# Excerpt to read
┄┄┄┄┄┄┄┄┄┄

Observation data: J2000 epoch
- Class: II
- Right ascension: 16^{h} 31^{m} 30.57^{s}
- Declination: −40° 15′ 12.6″
- Distance: 4,890 ± 980 ly
- Apparent magnitude (V): 10.6
- Apparent diameter: 30″
- Constellation: Scorpius

= NGC 6153 =

Planetary nebula in the constellation Scorpius

NGC 6153 is a planetary nebula in the southern constellation Scorpius. It was discovered in 1883 by English astronomer Ralph Copeland. This nebula has been observed using telescopes with apertures as small as 80 mm, but a rich Milky Way background can make it difficult to find. It has an apparent visual magnitude of 10.6 and spans an angular diameter of 30 arcsecond.

This is a roughly symmetrical, bipolar nebula with an expansion velocity of 12.7±to km/s. It includes some knots, filaments, and probably a double-shell structure. NGC 6153 has a Peimbert type of I, indicating it is helium and nitrogen rich and the progenitor was a thin disk star. A 1986 analysis of spectra showed this to be an unusual nebula. Nearly all elements in the nebula are overabundant, particularly for nitrogen, neon, sulfur, and argon. In some cases being higher in abundance compared to any other nebula. It was proposed that this discrepancy occurs due to cold, metal-rich, hydrogen deficient knots that have been included in the nebula.

An analysis of Gaia data suggests that the central star may be a binary system. A binary system could explain the abundance discrepancy. While on the cooling track, a white dwarf can undergo a final thermal pulse, causing the star to swell into a helium burning giant that follows nearly the same evolutionary track as the earlier star.

┄┄┄┄┄┄┄┄┄┄

# Provided material
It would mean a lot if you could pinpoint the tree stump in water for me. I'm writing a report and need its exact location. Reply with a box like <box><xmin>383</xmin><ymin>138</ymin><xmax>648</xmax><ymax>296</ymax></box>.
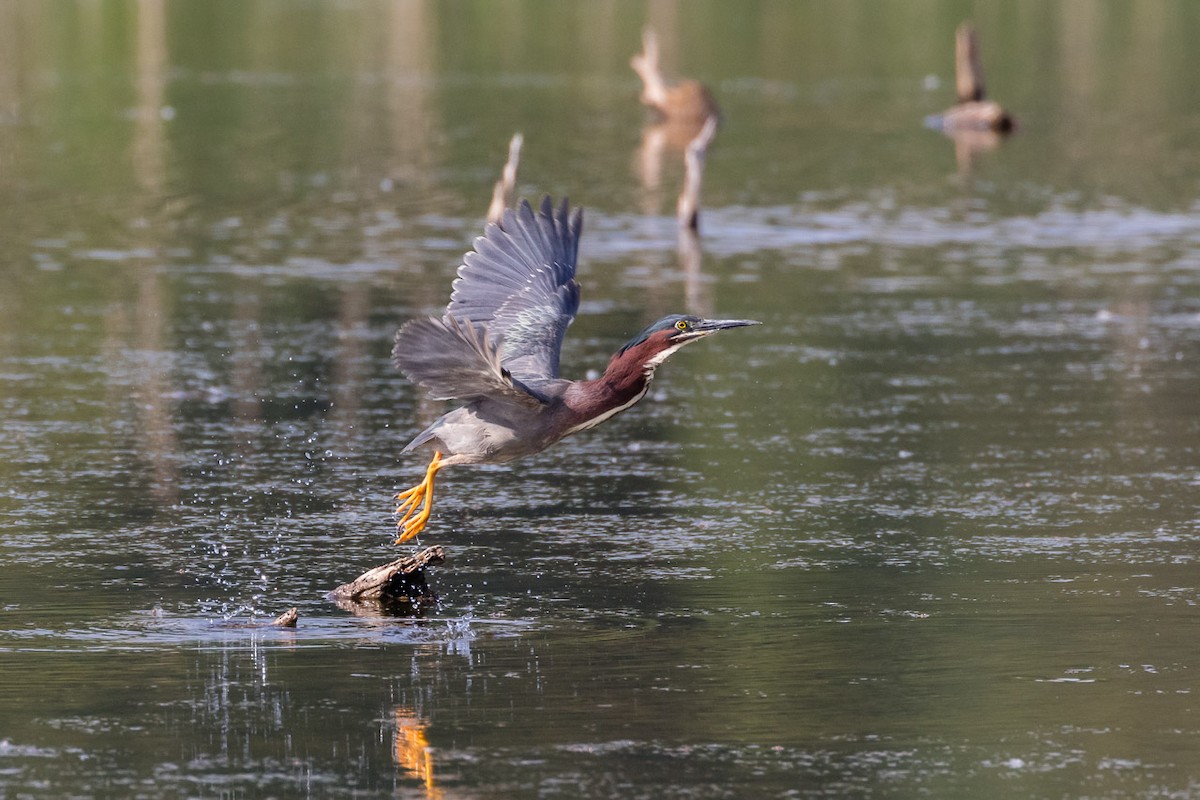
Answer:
<box><xmin>328</xmin><ymin>545</ymin><xmax>445</xmax><ymax>614</ymax></box>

┄┄┄┄┄┄┄┄┄┄

# Task
Reproduce the portion of the NGC 6153 passage starting at "Observation data: J2000" and ending at "of 30 arcsecond.". Draw only on the passage about NGC 6153.

# Reply to the exercise
Observation data: J2000 epoch
- Class: II
- Right ascension: 16^{h} 31^{m} 30.57^{s}
- Declination: −40° 15′ 12.6″
- Distance: 4,890 ± 980 ly
- Apparent magnitude (V): 10.6
- Apparent diameter: 30″
- Constellation: Scorpius

= NGC 6153 =

Planetary nebula in the constellation Scorpius

NGC 6153 is a planetary nebula in the southern constellation Scorpius. It was discovered in 1883 by English astronomer Ralph Copeland. This nebula has been observed using telescopes with apertures as small as 80 mm, but a rich Milky Way background can make it difficult to find. It has an apparent visual magnitude of 10.6 and spans an angular diameter of 30 arcsecond.